— begin Stored rows —

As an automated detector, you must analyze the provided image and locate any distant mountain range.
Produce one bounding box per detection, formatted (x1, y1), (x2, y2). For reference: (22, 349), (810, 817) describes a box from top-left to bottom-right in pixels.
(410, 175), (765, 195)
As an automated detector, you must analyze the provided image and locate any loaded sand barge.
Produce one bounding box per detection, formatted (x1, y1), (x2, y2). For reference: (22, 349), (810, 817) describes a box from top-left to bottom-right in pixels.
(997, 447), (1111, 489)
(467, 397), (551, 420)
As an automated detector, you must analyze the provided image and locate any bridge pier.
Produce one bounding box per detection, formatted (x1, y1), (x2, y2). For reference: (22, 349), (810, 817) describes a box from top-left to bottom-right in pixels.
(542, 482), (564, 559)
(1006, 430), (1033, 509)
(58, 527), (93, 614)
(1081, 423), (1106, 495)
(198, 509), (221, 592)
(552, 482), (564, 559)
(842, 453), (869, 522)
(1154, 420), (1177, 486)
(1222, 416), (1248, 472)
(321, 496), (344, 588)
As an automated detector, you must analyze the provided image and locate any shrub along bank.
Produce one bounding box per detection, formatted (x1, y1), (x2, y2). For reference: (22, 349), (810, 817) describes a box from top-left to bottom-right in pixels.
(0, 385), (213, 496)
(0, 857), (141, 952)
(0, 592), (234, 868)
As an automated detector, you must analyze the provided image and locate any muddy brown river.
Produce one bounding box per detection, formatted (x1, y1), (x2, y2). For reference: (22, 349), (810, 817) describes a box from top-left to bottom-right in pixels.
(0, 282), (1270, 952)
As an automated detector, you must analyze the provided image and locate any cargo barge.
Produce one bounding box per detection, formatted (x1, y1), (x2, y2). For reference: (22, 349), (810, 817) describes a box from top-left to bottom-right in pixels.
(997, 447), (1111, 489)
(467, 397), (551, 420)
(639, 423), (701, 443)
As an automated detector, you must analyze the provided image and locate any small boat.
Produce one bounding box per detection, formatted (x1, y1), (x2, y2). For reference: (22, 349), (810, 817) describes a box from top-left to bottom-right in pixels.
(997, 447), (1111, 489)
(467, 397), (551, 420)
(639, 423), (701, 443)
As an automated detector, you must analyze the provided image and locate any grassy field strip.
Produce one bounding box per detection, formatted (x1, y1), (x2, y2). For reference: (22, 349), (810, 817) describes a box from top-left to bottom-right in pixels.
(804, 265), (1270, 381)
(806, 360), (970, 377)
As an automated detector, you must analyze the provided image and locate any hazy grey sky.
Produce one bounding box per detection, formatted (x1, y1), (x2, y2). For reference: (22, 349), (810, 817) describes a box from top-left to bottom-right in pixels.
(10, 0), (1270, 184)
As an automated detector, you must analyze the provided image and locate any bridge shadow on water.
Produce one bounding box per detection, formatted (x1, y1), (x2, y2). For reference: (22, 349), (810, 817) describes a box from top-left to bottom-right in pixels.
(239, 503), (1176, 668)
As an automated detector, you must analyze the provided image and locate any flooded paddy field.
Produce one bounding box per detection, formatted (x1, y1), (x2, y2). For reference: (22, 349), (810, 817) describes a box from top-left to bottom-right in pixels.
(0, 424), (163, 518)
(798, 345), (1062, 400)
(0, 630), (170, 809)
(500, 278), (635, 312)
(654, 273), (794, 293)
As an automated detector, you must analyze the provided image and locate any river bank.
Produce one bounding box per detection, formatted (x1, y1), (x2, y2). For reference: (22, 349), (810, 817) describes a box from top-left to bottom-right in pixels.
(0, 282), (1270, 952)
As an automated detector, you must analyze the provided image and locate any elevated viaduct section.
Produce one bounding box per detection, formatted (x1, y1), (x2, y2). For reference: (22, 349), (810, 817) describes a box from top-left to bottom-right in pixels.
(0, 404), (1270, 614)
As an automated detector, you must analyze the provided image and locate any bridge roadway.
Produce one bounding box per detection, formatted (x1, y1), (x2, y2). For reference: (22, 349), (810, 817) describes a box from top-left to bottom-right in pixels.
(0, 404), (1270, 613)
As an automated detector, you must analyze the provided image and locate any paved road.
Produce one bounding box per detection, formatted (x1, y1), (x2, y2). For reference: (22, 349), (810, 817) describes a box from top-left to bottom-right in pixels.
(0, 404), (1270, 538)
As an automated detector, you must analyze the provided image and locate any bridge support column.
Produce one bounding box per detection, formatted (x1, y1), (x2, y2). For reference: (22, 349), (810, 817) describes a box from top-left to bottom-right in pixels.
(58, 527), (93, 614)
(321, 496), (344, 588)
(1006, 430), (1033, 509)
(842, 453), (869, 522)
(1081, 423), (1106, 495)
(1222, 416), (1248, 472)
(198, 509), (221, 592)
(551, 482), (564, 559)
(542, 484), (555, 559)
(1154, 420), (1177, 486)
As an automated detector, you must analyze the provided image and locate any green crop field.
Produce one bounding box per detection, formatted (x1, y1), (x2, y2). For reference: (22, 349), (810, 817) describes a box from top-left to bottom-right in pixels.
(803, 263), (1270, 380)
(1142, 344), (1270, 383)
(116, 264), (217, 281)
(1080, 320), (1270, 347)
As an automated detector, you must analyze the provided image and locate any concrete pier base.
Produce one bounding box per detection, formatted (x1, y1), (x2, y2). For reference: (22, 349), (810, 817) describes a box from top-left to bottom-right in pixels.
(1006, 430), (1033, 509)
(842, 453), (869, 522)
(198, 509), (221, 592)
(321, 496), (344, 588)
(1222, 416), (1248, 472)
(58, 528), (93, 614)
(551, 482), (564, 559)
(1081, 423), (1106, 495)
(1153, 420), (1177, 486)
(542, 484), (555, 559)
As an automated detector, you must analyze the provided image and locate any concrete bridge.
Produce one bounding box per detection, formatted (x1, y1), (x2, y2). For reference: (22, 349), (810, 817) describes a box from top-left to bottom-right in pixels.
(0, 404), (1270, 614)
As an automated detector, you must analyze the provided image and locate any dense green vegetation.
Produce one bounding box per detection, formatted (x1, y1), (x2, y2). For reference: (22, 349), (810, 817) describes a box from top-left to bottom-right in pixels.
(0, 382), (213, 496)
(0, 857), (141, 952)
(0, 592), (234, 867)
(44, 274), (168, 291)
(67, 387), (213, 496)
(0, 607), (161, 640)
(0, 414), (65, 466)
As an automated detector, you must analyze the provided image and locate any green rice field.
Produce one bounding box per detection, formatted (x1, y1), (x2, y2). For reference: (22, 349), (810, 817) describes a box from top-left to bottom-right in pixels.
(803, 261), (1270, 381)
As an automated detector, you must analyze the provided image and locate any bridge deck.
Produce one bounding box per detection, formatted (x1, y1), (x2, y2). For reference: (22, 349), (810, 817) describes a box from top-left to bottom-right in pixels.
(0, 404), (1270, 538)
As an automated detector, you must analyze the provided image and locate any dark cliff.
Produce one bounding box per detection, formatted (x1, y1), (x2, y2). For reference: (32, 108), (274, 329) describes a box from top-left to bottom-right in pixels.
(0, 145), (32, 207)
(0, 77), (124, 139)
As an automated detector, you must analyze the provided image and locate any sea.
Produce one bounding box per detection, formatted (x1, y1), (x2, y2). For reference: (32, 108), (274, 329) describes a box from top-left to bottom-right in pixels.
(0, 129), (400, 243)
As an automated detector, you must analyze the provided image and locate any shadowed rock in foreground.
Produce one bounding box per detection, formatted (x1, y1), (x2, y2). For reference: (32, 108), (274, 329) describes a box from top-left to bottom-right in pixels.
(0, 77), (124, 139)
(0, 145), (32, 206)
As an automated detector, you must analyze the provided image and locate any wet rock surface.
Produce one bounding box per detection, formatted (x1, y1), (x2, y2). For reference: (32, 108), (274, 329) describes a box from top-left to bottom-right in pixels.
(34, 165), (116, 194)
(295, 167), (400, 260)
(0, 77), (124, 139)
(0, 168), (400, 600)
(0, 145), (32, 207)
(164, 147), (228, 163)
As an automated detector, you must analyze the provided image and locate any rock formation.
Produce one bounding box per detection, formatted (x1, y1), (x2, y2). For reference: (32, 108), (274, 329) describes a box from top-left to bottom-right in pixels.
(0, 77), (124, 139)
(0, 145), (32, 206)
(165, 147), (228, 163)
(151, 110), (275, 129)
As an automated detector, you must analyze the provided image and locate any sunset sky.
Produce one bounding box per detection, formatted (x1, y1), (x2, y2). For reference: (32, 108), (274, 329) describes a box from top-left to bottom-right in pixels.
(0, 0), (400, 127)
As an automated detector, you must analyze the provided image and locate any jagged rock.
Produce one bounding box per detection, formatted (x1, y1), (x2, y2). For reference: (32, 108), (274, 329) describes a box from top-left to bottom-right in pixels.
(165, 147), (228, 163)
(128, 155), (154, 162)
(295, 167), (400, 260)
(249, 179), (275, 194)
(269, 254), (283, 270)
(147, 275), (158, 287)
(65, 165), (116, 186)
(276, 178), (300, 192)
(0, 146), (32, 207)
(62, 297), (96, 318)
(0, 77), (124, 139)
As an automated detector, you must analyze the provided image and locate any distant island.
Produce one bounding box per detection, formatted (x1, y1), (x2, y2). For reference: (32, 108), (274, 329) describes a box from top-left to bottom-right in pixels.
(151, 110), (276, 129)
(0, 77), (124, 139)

— end Stored rows —

Please write out the part of the lines above that opens with the line containing "green crop field." and closes with the line containing "(1080, 320), (1270, 347)", including both of those lines.

_Final result_.
As an automated detector, you must analyze the provided image and locate any green crop field.
Produce one bounding box per detection, formatted (x1, y1), (x2, y2). For reference: (22, 349), (810, 817) describes a box from top-left to bottom-right in pixels.
(803, 263), (1270, 380)
(1142, 344), (1270, 383)
(116, 264), (217, 281)
(1080, 320), (1270, 347)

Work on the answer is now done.